### To be done
Count the lines in the entries below that contain the word "shorts" and reply with that number alone.

[Information given start]

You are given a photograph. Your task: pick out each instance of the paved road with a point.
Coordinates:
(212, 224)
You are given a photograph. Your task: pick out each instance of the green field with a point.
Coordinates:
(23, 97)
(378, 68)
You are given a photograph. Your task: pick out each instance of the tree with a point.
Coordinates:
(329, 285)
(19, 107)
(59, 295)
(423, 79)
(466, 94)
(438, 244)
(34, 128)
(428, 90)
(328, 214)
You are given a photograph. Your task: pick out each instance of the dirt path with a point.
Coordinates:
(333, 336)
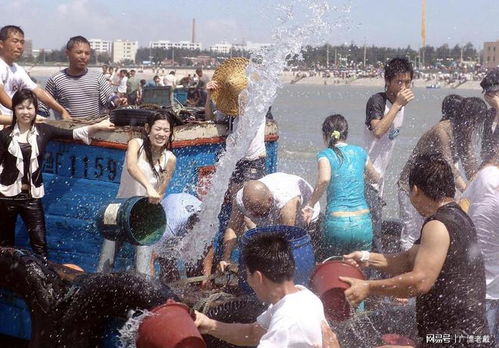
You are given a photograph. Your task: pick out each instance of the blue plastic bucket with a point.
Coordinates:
(301, 246)
(133, 220)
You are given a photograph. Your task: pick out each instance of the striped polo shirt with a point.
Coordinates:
(84, 95)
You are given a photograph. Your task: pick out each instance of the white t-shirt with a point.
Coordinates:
(483, 194)
(12, 79)
(130, 187)
(122, 85)
(256, 148)
(293, 322)
(283, 187)
(380, 149)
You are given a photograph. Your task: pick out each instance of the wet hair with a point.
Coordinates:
(271, 254)
(398, 65)
(76, 40)
(335, 123)
(432, 174)
(9, 29)
(146, 145)
(467, 121)
(20, 97)
(451, 106)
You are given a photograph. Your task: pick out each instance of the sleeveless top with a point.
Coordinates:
(455, 304)
(130, 187)
(346, 187)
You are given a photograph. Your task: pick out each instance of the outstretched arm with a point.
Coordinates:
(237, 334)
(428, 263)
(323, 179)
(48, 100)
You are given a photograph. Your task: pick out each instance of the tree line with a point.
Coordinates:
(311, 57)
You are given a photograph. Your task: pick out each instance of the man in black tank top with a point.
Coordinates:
(444, 269)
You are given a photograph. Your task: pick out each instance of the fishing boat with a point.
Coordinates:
(80, 180)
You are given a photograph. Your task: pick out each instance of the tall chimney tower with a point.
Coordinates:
(193, 30)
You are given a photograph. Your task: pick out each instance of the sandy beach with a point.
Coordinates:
(287, 77)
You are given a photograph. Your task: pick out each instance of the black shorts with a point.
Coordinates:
(248, 170)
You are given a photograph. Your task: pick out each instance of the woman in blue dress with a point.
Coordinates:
(341, 171)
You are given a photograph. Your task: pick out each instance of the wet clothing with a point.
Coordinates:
(455, 304)
(129, 187)
(438, 139)
(483, 194)
(295, 321)
(346, 193)
(284, 187)
(85, 95)
(11, 156)
(21, 164)
(490, 139)
(13, 78)
(380, 149)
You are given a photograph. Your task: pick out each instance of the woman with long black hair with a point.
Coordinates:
(341, 171)
(147, 171)
(22, 149)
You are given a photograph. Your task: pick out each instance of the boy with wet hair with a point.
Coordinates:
(384, 118)
(440, 138)
(295, 317)
(84, 92)
(444, 268)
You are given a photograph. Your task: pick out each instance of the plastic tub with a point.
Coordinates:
(133, 220)
(171, 326)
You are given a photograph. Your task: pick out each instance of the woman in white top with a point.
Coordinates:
(149, 167)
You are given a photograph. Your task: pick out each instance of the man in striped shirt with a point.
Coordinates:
(82, 92)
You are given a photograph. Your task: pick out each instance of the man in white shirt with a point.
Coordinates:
(483, 196)
(384, 118)
(295, 317)
(169, 80)
(14, 78)
(275, 199)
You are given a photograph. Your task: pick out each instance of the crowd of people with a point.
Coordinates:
(450, 252)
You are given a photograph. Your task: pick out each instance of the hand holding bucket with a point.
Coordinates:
(170, 326)
(327, 283)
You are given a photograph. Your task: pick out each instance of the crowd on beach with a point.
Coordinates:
(449, 252)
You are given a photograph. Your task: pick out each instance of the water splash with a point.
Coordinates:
(263, 73)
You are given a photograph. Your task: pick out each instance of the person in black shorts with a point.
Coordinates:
(444, 269)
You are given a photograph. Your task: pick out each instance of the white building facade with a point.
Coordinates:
(124, 50)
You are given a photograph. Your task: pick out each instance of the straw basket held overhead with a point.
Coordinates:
(231, 80)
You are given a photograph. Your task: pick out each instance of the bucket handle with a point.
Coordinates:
(334, 258)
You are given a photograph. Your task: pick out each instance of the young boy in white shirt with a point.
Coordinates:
(295, 317)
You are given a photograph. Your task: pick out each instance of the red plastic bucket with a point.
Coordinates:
(171, 326)
(326, 284)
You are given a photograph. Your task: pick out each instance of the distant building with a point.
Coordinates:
(181, 44)
(491, 54)
(222, 47)
(101, 46)
(124, 50)
(28, 48)
(225, 47)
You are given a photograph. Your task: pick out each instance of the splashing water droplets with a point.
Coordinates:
(266, 65)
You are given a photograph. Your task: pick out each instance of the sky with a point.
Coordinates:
(391, 23)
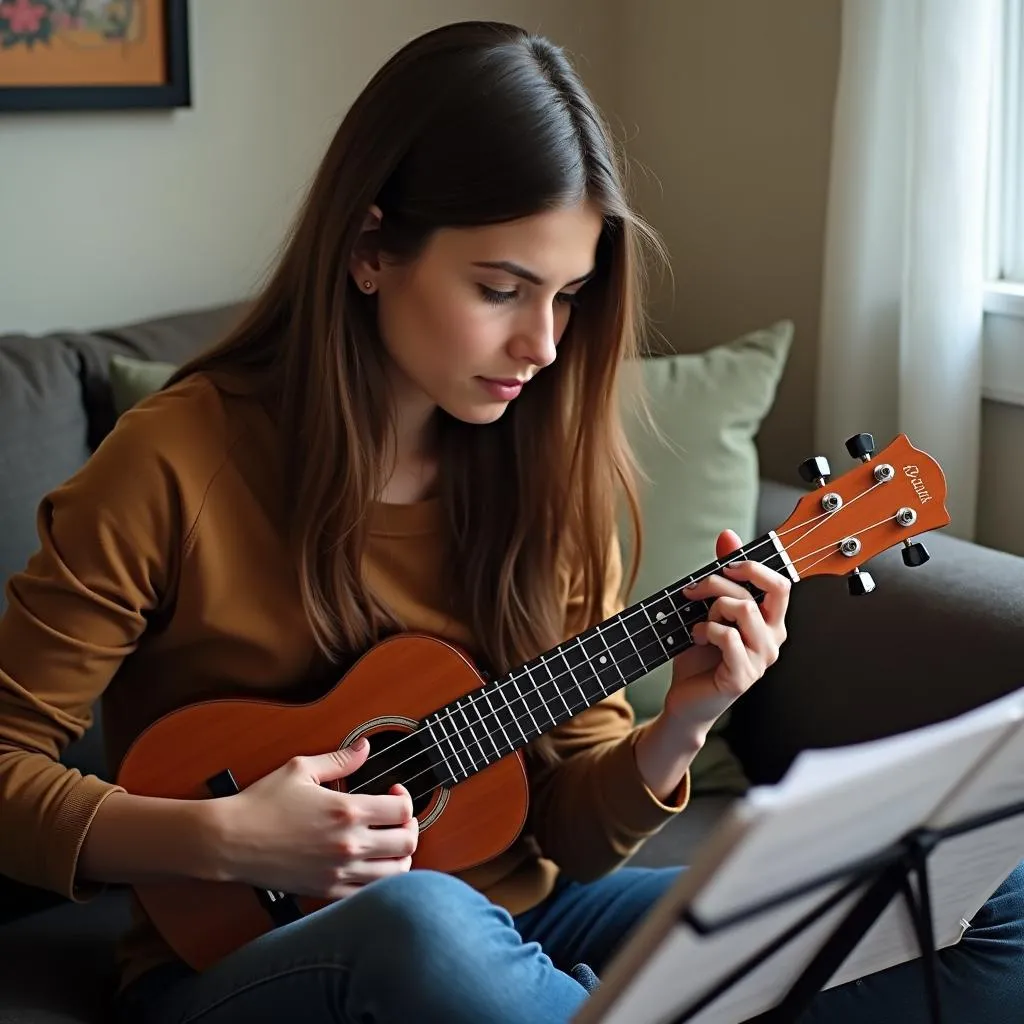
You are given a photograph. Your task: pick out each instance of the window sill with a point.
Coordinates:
(1003, 373)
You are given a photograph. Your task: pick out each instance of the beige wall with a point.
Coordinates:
(725, 107)
(204, 196)
(727, 103)
(1000, 495)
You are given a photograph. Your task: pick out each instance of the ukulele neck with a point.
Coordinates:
(507, 714)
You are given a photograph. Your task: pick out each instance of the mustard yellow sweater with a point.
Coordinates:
(163, 578)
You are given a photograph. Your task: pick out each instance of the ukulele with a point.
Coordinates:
(455, 740)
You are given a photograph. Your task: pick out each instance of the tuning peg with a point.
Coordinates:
(914, 553)
(860, 446)
(859, 583)
(815, 470)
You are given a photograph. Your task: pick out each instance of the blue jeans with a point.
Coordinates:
(424, 946)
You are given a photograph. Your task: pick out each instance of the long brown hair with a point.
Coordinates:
(469, 124)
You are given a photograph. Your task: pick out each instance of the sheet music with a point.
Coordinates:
(833, 808)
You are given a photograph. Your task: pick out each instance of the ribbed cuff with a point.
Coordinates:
(73, 819)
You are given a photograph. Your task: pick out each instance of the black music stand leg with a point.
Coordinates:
(920, 906)
(840, 944)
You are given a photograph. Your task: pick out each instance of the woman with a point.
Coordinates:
(388, 442)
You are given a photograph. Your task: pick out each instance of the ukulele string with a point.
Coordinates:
(460, 731)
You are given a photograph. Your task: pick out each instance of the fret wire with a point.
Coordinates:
(611, 656)
(430, 729)
(455, 750)
(453, 770)
(469, 726)
(486, 696)
(558, 689)
(589, 659)
(529, 711)
(516, 719)
(650, 623)
(568, 669)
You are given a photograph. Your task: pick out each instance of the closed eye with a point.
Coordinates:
(500, 297)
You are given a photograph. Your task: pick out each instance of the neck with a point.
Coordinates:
(508, 713)
(412, 457)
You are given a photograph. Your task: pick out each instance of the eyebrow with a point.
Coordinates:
(521, 271)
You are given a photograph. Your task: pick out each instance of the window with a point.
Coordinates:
(1003, 374)
(1005, 228)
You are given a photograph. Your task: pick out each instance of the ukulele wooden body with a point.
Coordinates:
(383, 696)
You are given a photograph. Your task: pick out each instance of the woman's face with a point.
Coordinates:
(480, 311)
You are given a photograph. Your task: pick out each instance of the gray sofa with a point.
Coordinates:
(928, 644)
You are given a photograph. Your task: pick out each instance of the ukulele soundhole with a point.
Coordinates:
(396, 758)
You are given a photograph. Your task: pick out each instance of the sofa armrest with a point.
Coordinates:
(928, 644)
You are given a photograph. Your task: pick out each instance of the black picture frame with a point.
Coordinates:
(174, 92)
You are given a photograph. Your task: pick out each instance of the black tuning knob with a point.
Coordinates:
(914, 553)
(815, 470)
(860, 446)
(860, 583)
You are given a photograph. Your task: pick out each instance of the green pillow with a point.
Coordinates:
(702, 477)
(132, 380)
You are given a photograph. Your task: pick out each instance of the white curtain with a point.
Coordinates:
(901, 313)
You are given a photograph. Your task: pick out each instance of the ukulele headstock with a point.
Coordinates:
(885, 501)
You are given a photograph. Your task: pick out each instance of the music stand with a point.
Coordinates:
(933, 798)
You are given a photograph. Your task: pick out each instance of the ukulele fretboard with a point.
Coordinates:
(506, 714)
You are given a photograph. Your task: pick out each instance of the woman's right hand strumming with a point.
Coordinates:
(290, 833)
(287, 832)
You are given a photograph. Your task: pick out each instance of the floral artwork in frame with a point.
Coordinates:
(93, 54)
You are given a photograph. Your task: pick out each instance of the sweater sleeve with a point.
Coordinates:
(591, 809)
(109, 542)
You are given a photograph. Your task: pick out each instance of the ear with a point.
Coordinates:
(365, 264)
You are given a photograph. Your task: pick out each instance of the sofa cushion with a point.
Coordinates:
(169, 339)
(44, 430)
(702, 477)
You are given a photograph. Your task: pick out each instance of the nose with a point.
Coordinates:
(536, 340)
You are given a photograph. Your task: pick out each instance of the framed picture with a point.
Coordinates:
(93, 54)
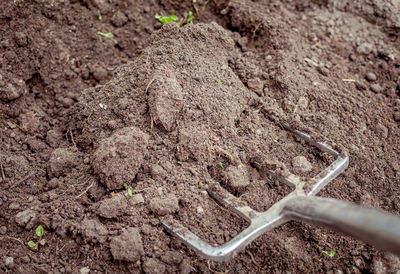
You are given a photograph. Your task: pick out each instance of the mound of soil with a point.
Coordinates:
(102, 140)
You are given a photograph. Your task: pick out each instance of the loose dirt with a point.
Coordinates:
(102, 139)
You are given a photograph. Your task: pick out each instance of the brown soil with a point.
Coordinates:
(169, 112)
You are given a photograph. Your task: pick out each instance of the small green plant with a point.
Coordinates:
(166, 19)
(41, 241)
(108, 35)
(329, 253)
(129, 189)
(175, 19)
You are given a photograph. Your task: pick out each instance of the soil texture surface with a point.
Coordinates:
(111, 123)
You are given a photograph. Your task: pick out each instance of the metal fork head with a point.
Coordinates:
(261, 222)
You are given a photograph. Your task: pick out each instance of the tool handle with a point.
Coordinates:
(372, 226)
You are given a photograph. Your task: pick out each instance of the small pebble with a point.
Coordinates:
(376, 88)
(9, 262)
(396, 116)
(3, 230)
(365, 48)
(256, 85)
(324, 71)
(119, 19)
(99, 73)
(84, 270)
(360, 86)
(200, 210)
(26, 259)
(301, 164)
(370, 76)
(14, 206)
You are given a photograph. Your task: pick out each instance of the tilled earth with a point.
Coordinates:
(104, 138)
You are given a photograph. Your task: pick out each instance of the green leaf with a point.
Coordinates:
(190, 17)
(166, 19)
(106, 35)
(32, 244)
(329, 253)
(130, 193)
(40, 231)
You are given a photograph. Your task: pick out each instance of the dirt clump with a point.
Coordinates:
(128, 246)
(101, 140)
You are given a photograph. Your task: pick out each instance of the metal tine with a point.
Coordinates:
(229, 202)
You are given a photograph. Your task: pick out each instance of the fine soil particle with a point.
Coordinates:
(102, 139)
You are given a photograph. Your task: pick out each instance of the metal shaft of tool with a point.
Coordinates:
(372, 226)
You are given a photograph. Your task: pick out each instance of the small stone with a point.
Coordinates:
(152, 266)
(93, 230)
(164, 206)
(256, 85)
(324, 71)
(23, 217)
(9, 262)
(360, 86)
(185, 267)
(396, 116)
(200, 210)
(26, 259)
(237, 177)
(62, 160)
(137, 199)
(113, 207)
(243, 41)
(84, 270)
(370, 76)
(172, 257)
(119, 19)
(128, 246)
(66, 102)
(382, 130)
(302, 103)
(14, 206)
(376, 88)
(10, 92)
(3, 230)
(99, 73)
(301, 164)
(54, 137)
(365, 48)
(21, 39)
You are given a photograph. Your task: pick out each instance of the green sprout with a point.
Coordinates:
(41, 241)
(190, 17)
(329, 253)
(129, 189)
(166, 19)
(108, 35)
(175, 19)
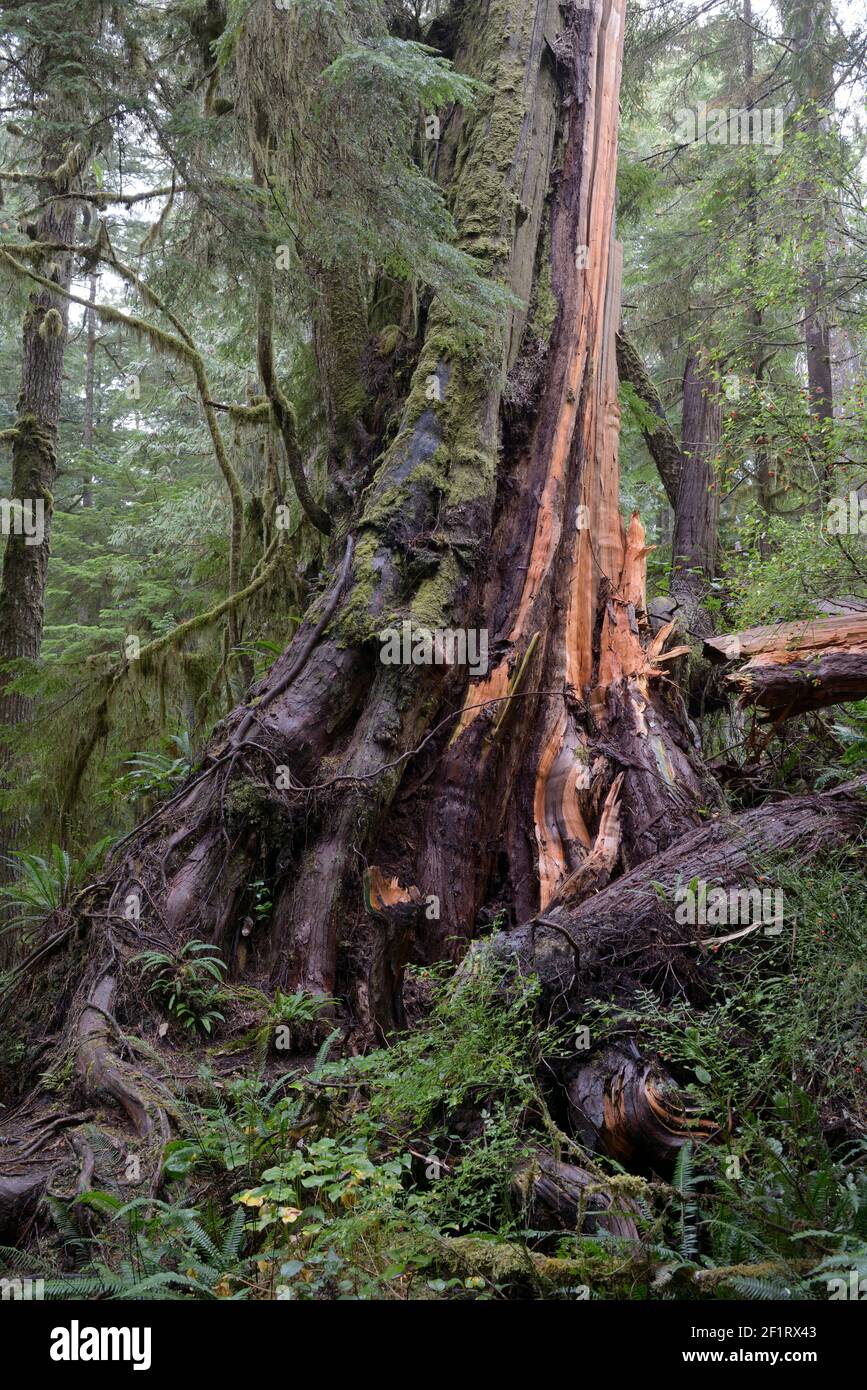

[Information given end]

### Complete output
2